The task -
Carry on the post about homeschooling parents' distrust of credentialed teachers, starting after its last sentence.
==== Passage to read ====
Christian Culture – Homeschooling and Teachers

To begin my thoughts on this subject I must first make it clear that I myself am a product of homeschooling, and a fan of it as well. In spite of these facts about myself I do believe there are some problems inside the world of homeschooling. The concern or issue I am going to discuss today is the one regarding homeschooling parents unspoken or often spoken distrust of educated and credentialed teachers. Throughout this post it will be tempting to discuss the much larger topic of education in our culture but I will resist for the sake of brevity.

I have begun to notice a norm among people who homeschool their children, or those who wish they did but currently are unable, they distrust credentialed and experienced teachers. Most often this distrust isn’t explicit or verbal, but is subtle and unspoken. What I mean by unspoken is simply what goes unsaid, or specifically unasked. There is no way a homeschooling parent, unless they have been trained, really know that much about the job of educating children, and yet these same parents do not turn towards trained teachers for assistance and advice but other untrained homeschooling parents. Without meaning to come across offensively, it simply seems to be a situation of ignorance breeding ignorance. In other words I could liken it to untrained volunteer firemen asking other untrained (but more experienced) volunteer firemen how to fight a fire and not the trained (and experienced) fireman standing right next to him, quite preposterous isn’t it. But this sort of things happens every day, a homeschooling parent asking the advice of another homeschooling parent right in front of a credentialed and experienced teacher, without any consideration as to what input the credentialed teacher might have. A side note comment on how this might possibly stem from our current social idea that our own experiences are more true and valid than the experiences of the group, but I digress that point for another time.
==== Data segment ====
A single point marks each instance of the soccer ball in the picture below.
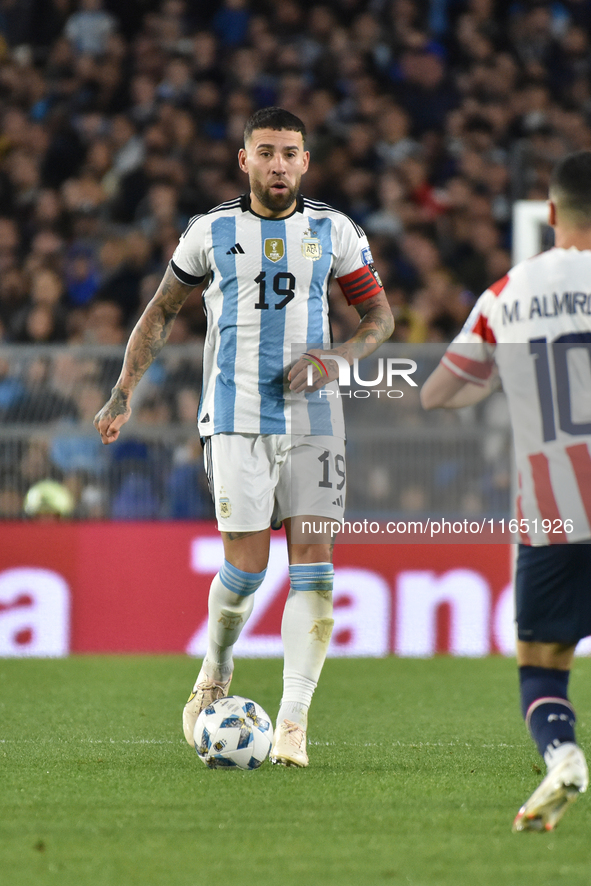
====
Written answer -
Perhaps it is because the homeschooling parent believes all the educational problems exist because of teachers, and thus all teachers are guilty by association, that is if you have been trained as a teacher, you must not know anything really about the subject because you have received a corrupted education, or some non-sense like that. Of course there are bad credentialed teachers (many less than you think), just as their are many great homeschooling parents (I will let you form your own judgement as to how many there really are of them).

There is more to education than just learning facts, and there is more to being a good teacher than just being trained in it. A good education requires both good content and a competent and trained teacher instilling good learning habits and techniques, of course homeschooling can provide a great (perhaps superior) education over the “public” one, but this will not happen if the homeschooling parent isn’t gifted as a teacher, and trained as well. Ask yourself then, will a gifted homeschool parent gain the skills they need from other untrained homeschooling parents, or from those people who have dedicated their lives to understanding “schooling”? If you wouldn’t want an “untrained” and “uneducated” plumber redoing your pipes at your house, why would you want a similar teacher teaching your child?

I have considered the fact that one homeschooling parent might be trained by a credentialed teacher, and then that parent can pass that training onto other homeschooling parents, but again I am simply using the categories between untrained (but perhaps experienced) homeschool parents and trained teachers. Nor do I believe education is everything or that it makes one competent in their field. However, if having to choose between two types of people in certain fields like education (how one learns and should be taught), medicine, and law I would rather be trained by those who have professionally developed themselves inside those fields than those who haven’t. Again to clarify more, I am not discussing professorships here, nor am I making judgements about which schools one has been taught in. Of course there are schools and professors of every subject who are idiots and teach false info regarding their subjects, I am not talking about those people.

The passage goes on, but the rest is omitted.